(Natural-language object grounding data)

[Start of section]

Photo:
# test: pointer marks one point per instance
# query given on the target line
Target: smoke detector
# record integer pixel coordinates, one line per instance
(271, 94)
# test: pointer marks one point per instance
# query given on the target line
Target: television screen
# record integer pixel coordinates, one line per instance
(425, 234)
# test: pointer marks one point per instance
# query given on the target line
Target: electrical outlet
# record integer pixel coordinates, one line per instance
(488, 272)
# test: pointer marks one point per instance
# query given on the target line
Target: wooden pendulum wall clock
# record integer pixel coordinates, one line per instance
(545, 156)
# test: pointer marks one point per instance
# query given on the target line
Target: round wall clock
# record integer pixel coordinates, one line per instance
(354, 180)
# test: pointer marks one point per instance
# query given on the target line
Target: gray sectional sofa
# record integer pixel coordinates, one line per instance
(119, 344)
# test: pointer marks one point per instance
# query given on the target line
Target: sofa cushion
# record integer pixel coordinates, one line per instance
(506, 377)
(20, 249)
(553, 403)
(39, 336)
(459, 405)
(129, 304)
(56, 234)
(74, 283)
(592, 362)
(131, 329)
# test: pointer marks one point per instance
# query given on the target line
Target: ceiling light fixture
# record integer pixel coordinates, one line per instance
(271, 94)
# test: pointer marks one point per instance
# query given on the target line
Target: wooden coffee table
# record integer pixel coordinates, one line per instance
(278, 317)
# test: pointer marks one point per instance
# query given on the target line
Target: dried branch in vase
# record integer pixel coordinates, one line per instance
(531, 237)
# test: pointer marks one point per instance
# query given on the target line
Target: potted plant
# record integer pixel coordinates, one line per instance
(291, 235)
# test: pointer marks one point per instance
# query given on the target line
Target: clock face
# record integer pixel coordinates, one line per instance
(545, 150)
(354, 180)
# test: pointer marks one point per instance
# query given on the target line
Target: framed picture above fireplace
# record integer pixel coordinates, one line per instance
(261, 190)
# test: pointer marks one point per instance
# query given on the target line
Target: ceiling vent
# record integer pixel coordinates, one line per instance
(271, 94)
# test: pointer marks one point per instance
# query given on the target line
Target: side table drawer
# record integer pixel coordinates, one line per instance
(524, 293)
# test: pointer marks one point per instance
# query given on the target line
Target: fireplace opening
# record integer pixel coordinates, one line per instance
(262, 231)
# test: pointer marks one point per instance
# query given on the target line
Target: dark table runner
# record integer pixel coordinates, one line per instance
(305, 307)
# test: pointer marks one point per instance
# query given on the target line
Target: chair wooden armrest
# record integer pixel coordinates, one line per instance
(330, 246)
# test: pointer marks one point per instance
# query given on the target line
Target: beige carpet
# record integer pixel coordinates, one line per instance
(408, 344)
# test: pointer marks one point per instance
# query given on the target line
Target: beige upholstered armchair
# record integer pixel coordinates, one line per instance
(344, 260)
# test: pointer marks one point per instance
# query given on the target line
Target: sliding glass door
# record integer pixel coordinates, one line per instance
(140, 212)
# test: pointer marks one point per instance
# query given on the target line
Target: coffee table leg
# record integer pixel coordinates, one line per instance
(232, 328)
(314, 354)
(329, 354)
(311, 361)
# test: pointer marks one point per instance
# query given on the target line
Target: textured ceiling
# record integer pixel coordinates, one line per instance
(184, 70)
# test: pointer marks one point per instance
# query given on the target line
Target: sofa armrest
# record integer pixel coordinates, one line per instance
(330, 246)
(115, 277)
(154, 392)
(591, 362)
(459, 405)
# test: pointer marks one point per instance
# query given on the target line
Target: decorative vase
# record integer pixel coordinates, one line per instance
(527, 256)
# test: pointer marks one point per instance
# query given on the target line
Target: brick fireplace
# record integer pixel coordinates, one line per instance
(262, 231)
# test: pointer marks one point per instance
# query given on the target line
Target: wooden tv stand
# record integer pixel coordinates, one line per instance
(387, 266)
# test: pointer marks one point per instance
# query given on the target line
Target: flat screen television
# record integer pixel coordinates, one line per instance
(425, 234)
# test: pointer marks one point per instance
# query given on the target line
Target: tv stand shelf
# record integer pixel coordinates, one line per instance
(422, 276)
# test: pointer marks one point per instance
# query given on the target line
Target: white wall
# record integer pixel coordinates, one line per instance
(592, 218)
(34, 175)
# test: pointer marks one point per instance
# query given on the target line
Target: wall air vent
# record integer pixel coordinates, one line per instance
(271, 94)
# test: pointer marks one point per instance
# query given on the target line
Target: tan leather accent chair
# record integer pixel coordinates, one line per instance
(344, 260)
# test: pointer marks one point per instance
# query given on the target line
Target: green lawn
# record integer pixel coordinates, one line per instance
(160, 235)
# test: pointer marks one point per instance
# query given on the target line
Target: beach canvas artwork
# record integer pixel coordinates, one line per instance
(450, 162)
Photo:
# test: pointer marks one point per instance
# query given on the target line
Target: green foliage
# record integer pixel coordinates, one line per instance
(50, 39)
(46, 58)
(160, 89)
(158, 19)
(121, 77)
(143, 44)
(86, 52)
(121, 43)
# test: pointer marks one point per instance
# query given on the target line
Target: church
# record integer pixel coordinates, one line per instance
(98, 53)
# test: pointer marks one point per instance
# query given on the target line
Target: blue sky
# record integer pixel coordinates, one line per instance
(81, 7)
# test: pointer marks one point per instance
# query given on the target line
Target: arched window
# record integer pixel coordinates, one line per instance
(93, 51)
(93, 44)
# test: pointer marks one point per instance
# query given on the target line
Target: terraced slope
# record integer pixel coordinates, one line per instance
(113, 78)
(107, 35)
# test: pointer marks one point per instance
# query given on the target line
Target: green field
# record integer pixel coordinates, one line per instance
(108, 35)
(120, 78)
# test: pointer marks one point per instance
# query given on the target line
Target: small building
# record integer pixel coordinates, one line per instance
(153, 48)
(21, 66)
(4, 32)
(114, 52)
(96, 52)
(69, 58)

[End of section]

Exercise aim: Write out the lines of the entries, word for word, from the first through the one containing "Target: sofa cushion", and stop at that line.

Answer for the task:
Photo:
# test: pointer marks one point per instance
# query given on the target line
Target: smoke detector
# record integer pixel coordinates, one line per instance
(271, 94)
# test: pointer marks one point per instance
# query given on the target line
Target: television screen
# record integer pixel coordinates, one line per instance
(425, 234)
# test: pointer marks one point per instance
# query given on the target line
Target: electrical outlet
# record integer pixel coordinates, one line per instance
(488, 272)
# test: pointer marks one point per instance
# query given on the target line
Target: wooden pendulum wall clock
# record integer pixel coordinates, one line per instance
(545, 156)
# test: pointer marks one point per instance
# query given on the target line
Target: round wall clock
# record integer pixel coordinates, one line per instance
(354, 180)
# test: pointer marks one point per instance
# query given on the target line
Target: gray sectional sofa
# record integer pixel coordinates, one line per instance
(119, 344)
# test: pointer marks one point per instance
# query given on the target line
Target: sofa cushion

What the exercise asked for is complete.